### [Given exercise]
Output all the material that follows, exactly as given.

(Coordinate annotation entries)

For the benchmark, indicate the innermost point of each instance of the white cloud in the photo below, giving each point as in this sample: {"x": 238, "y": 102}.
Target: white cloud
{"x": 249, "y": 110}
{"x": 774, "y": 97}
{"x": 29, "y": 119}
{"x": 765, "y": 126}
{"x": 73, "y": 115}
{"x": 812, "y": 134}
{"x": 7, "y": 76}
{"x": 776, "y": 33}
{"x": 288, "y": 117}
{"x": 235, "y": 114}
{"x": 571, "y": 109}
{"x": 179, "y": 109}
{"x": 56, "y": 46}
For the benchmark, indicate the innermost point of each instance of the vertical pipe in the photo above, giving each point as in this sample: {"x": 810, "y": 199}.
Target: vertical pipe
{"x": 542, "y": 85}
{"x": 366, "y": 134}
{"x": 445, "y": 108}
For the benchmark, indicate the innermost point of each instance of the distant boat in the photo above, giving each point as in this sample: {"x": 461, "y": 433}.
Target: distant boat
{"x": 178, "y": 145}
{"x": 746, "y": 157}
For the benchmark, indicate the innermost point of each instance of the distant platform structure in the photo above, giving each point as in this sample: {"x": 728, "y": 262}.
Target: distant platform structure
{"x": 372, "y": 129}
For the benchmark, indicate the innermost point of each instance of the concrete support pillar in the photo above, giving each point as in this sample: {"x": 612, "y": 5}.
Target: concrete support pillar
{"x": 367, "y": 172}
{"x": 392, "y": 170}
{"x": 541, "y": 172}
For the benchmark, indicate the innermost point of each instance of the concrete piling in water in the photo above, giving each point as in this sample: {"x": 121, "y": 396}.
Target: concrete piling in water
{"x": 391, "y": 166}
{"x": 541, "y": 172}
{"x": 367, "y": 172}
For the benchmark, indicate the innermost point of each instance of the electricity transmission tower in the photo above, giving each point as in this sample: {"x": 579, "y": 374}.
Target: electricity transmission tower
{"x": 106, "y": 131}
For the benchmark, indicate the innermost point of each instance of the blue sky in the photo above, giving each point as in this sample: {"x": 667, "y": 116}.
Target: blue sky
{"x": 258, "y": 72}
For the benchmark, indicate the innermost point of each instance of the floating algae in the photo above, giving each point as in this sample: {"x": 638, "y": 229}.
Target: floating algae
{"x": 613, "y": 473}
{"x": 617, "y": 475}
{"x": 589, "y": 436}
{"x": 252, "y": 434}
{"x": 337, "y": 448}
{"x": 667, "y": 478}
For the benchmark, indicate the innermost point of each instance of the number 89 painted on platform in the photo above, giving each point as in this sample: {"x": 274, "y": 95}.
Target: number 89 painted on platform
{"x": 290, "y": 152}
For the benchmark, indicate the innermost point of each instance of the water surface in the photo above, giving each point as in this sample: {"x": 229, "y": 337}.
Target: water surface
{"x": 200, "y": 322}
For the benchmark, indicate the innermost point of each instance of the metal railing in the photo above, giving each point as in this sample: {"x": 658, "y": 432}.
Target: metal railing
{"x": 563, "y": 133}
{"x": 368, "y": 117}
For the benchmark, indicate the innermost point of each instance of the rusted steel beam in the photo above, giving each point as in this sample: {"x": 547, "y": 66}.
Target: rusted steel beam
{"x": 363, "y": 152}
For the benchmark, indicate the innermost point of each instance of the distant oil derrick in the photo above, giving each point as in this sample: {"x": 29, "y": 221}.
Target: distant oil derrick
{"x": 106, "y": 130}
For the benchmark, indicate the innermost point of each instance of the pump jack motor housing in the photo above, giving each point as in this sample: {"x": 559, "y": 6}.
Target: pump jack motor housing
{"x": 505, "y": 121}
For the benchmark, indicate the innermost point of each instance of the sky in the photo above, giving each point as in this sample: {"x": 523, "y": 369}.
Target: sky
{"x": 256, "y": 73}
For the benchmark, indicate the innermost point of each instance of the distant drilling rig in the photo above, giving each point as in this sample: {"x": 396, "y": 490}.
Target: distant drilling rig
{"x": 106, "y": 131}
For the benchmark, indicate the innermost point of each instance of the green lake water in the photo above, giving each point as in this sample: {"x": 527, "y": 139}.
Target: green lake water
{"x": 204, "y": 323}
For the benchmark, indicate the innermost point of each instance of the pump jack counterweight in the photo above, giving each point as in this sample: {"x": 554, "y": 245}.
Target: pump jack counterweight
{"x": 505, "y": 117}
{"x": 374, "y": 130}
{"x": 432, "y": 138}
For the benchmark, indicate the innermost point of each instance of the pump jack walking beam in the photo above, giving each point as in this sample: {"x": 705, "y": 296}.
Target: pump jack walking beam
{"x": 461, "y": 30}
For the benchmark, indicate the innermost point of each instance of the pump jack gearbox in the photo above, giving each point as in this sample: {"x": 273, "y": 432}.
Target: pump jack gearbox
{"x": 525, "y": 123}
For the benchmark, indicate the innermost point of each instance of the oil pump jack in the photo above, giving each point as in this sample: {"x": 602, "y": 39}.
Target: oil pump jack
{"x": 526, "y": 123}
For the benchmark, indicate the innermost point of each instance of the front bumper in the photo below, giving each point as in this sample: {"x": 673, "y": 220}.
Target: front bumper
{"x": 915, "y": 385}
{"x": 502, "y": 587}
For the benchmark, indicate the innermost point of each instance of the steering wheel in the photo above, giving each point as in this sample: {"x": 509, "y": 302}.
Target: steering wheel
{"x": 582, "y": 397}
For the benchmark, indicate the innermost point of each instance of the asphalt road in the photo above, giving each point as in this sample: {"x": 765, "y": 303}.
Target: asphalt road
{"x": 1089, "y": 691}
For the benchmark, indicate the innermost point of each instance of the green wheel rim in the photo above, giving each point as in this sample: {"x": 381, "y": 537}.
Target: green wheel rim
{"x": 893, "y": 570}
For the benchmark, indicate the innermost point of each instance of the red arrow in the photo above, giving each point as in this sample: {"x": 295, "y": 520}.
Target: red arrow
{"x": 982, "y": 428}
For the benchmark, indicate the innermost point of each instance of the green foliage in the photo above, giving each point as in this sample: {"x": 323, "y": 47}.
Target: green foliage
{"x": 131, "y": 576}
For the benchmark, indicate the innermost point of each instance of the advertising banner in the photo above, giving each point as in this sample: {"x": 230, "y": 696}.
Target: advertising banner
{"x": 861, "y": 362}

### [Response to the exercise]
For the benchmark, indicate the innermost point of each instance of the white cloud in the photo below, giving each point as in this sample: {"x": 238, "y": 102}.
Target: white cloud
{"x": 249, "y": 110}
{"x": 774, "y": 97}
{"x": 29, "y": 119}
{"x": 765, "y": 126}
{"x": 73, "y": 115}
{"x": 812, "y": 134}
{"x": 7, "y": 76}
{"x": 776, "y": 33}
{"x": 288, "y": 117}
{"x": 235, "y": 114}
{"x": 571, "y": 109}
{"x": 179, "y": 109}
{"x": 56, "y": 46}
For the benchmark, indicate the innermost point of each instance of the vertical pipe in the photo above, giving each point as in this sample: {"x": 810, "y": 199}.
Target: vertical pipe
{"x": 542, "y": 85}
{"x": 366, "y": 134}
{"x": 445, "y": 108}
For the benchmark, indicate the innermost point of each instance of the distant boat in the photo above, giving each point as in this sample: {"x": 461, "y": 433}.
Target: distant boat
{"x": 178, "y": 145}
{"x": 746, "y": 157}
For the benchmark, indicate the innermost point of each instance of the distant platform structure in the photo above, giving each point as in this sample: {"x": 728, "y": 262}.
Target: distant platform structure
{"x": 372, "y": 129}
For the benchmark, indicate the innermost point of each instance of the concrete support pillar in the photo above, giving each point as in this sample: {"x": 612, "y": 5}.
Target: concrete support pillar
{"x": 367, "y": 172}
{"x": 392, "y": 170}
{"x": 541, "y": 172}
For the benchmark, indicate the innermost point of each instance of the concrete piling in water in the photo above, giving each point as in this sample: {"x": 121, "y": 396}.
Target: concrete piling in water
{"x": 391, "y": 166}
{"x": 541, "y": 172}
{"x": 367, "y": 172}
For the benchmark, indicate the innermost point of each instance of the electricity transmission tower in the photo above, giving each point as in this sample: {"x": 579, "y": 374}.
Target: electricity transmission tower
{"x": 106, "y": 131}
For the benchmark, indicate the innermost point of each instance of the blue sky in the photo above, giving each point as in this sample: {"x": 667, "y": 116}.
Target: blue sky
{"x": 258, "y": 72}
For the benchmark, indicate the innermost point of each instance of the floating algae in the photo above, giving each point as in this sample: {"x": 638, "y": 229}.
Target: floating algae
{"x": 613, "y": 473}
{"x": 617, "y": 475}
{"x": 589, "y": 436}
{"x": 252, "y": 434}
{"x": 337, "y": 448}
{"x": 667, "y": 478}
For the benchmark, indicate the innermost point of each instance of the number 89 painted on platform in the photo above, giving each point as in this sample: {"x": 274, "y": 95}.
Target: number 89 painted on platform
{"x": 290, "y": 152}
For the benchmark, indicate the innermost point of each instance of the water surface in the photo above, giving each point as in this sample: {"x": 229, "y": 337}.
Target: water surface
{"x": 200, "y": 322}
For the benchmark, indicate the innermost point of each instance of the metal railing in the photo above, giving each point as in this sample: {"x": 658, "y": 432}.
Target: metal railing
{"x": 563, "y": 133}
{"x": 368, "y": 117}
For the benchmark, indicate the innermost point of each instance of the rusted steel beam in the photo above, giving each point as in this sample: {"x": 547, "y": 66}.
Target: rusted steel beam
{"x": 363, "y": 152}
For the benchmark, indicate the innermost point of each instance of the distant oil derrick in the photo above, giving each point as in this sample: {"x": 29, "y": 221}.
Target: distant oil derrick
{"x": 106, "y": 130}
For the benchmark, indicate the innermost point of each instance of the pump jack motor housing in the photo above, giving each point as in this sample: {"x": 559, "y": 6}.
Target: pump jack motor housing
{"x": 505, "y": 121}
For the benchmark, indicate the innermost point of each instance of the sky in the photo above, giving each point as in this sample: {"x": 523, "y": 369}.
Target: sky
{"x": 256, "y": 73}
For the benchmark, indicate the innermost point of each instance of the distant drilling rig in the photo above, giving each point as in this sample: {"x": 396, "y": 490}.
Target: distant drilling rig
{"x": 106, "y": 131}
For the benchmark, indicate the innermost point of each instance of the green lake water in the photo above, giving each point as in this sample: {"x": 527, "y": 139}.
Target: green lake water
{"x": 204, "y": 323}
For the benchmark, indicate the innermost point of each instance of the pump jack counterweight in the photo above, giving each point as in this sample: {"x": 554, "y": 245}.
Target: pump jack counterweight
{"x": 505, "y": 117}
{"x": 374, "y": 130}
{"x": 432, "y": 138}
For the benchmark, indicate the innermost point of each instance of the pump jack walking beam in the photo above, giving each point as in this sample: {"x": 705, "y": 296}.
Target: pump jack walking beam
{"x": 461, "y": 30}
For the benchmark, indicate the innermost point of each instance of the pump jack gearbox in the photo above, giving each point as in this sample: {"x": 273, "y": 432}.
Target: pump jack gearbox
{"x": 525, "y": 123}
For the benchmark, indicate the innermost point of each instance of the oil pump jack in the photo above, giving each point as in this sample: {"x": 602, "y": 39}.
Target: oil pump jack
{"x": 526, "y": 123}
For the benchmark, indicate the innermost point of each instance of the front bumper in the photo below, giving each point as in this sample: {"x": 673, "y": 220}.
Target: front bumper
{"x": 915, "y": 385}
{"x": 502, "y": 587}
For the benchmark, indicate the innermost point of each instance of the steering wheel in the photo above, giving each point as in this sample: {"x": 509, "y": 302}.
Target: steering wheel
{"x": 582, "y": 397}
For the benchmark, indicate the innermost point of each instance of the asphalt road in the photo above, giving each point as in this sample: {"x": 765, "y": 303}.
Target: asphalt road
{"x": 1089, "y": 691}
For the benchmark, indicate the innermost point of each instance of the green wheel rim in the photo above, giving each point as in this sample: {"x": 381, "y": 537}.
Target: green wheel rim
{"x": 893, "y": 570}
For the benchmark, indicate the innermost point of each instance of the red arrow in the photo above, giving each point as in this sample: {"x": 295, "y": 520}.
Target: red arrow
{"x": 982, "y": 428}
For the benchmark, indicate the innermost point of each instance of the green foliage in the photo above, giving each point as in this sample: {"x": 323, "y": 47}.
Target: green foliage
{"x": 131, "y": 576}
For the benchmark, indicate the innermost point of each instance of the advertising banner in the photo above, giving each point as in this sample: {"x": 230, "y": 696}.
Target: advertising banner
{"x": 861, "y": 362}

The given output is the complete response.